• TO DO
Continue the piece titled "Finding the joy" from its last line, in the same voice.

• PASSAGE SHOWN
Friday, February 17, 2012

Finding the joy

Today, like most days, consisted of a mixture of things, both good and bad.

The bad:
  • Discovering our once smooth and flawless black leather bound wedding album had been "decorated" with an unknown, sharp and pokey object.  Thank you, Ryan.
  • Forking out $70 to fill my gas tank. 
  • Discovering my pink sweater, which I'd worn one time, and which I'd intended to air dry but inadvertently thrown into the drier, was now two sizes smaller.
  • Forking out $35 at Lowe's for new brackets and sliders for our kitchen drawers, which are falling apart.
  • Having to intervene during one of many fights between the kids - this time, over a chair at our kitchen table - the same chair they fight over every single day.  Why on earth this chair holds an ounce of value over the other identical five is beyond me.
  • The resurfacing of unsettled feelings toward an individual with whom I've struggled for years.

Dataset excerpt
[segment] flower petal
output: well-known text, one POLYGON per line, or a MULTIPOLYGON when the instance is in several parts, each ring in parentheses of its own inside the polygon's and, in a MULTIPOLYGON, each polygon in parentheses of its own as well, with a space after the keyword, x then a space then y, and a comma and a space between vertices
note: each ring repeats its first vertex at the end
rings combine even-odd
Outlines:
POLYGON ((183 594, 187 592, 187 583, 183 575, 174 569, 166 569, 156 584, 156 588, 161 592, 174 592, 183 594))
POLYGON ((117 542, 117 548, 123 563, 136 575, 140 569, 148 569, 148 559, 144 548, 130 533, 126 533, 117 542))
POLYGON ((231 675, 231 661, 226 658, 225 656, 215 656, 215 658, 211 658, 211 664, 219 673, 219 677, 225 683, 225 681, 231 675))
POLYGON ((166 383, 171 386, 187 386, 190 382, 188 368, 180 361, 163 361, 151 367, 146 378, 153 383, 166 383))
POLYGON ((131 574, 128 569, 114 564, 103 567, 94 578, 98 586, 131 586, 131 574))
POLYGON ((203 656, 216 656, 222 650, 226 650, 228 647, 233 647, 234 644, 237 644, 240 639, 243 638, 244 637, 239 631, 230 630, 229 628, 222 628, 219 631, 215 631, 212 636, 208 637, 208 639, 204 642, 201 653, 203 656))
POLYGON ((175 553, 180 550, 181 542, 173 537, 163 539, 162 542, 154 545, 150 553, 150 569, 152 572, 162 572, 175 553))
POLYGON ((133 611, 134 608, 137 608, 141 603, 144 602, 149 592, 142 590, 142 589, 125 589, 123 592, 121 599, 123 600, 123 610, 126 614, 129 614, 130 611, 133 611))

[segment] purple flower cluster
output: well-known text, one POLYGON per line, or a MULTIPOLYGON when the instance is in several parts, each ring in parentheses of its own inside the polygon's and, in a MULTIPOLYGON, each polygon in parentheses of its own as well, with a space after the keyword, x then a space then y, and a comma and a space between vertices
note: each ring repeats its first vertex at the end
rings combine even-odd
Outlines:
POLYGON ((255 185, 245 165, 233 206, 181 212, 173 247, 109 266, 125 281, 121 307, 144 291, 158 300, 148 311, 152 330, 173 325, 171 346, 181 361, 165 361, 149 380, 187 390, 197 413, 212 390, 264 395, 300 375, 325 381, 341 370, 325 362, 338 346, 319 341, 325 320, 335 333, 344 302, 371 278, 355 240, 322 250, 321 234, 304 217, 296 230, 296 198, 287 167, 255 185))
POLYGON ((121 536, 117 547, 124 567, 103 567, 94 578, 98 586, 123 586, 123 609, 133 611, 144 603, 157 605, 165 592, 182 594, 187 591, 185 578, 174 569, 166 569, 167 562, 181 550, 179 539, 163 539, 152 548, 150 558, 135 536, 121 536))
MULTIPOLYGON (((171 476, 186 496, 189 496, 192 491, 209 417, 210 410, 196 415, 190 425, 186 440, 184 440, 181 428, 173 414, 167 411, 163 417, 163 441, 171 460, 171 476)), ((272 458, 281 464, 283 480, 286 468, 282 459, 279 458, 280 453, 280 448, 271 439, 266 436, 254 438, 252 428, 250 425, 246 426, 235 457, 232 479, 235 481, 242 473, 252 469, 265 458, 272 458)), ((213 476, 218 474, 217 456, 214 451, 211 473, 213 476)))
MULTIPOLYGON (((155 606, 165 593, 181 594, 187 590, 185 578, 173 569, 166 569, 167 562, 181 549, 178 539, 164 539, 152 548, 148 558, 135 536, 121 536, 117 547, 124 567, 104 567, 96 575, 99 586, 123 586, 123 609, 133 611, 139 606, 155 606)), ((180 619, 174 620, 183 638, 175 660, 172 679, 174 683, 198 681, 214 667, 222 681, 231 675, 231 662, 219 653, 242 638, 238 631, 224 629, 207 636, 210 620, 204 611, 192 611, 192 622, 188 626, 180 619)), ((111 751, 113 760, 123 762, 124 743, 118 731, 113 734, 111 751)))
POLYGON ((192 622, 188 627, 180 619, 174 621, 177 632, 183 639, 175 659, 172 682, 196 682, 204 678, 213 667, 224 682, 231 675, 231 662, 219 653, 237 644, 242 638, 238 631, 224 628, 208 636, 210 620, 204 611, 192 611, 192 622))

• REPLY TO THE TASK
  • Pulling weeds.
  • While sweeping the front porch, discovering my favorite green flower pot, shattered below the porch banister, from where it had fallen.
  • Other circumstances, disappointments and frustrations, too personal to share.
The good:
  • Gorgeous weather.
  • No school (though there were moments today when I would have categorized this with the bad).
  • Receiving a UPS tracking number, indicating that my camera, which has been in Nikon's hands since January 17th, is FIXED and on its way home to me, expected to arrive Monday before noon!
  • Seeing, enjoying, visiting, venting and laughing with two of my closest local friends.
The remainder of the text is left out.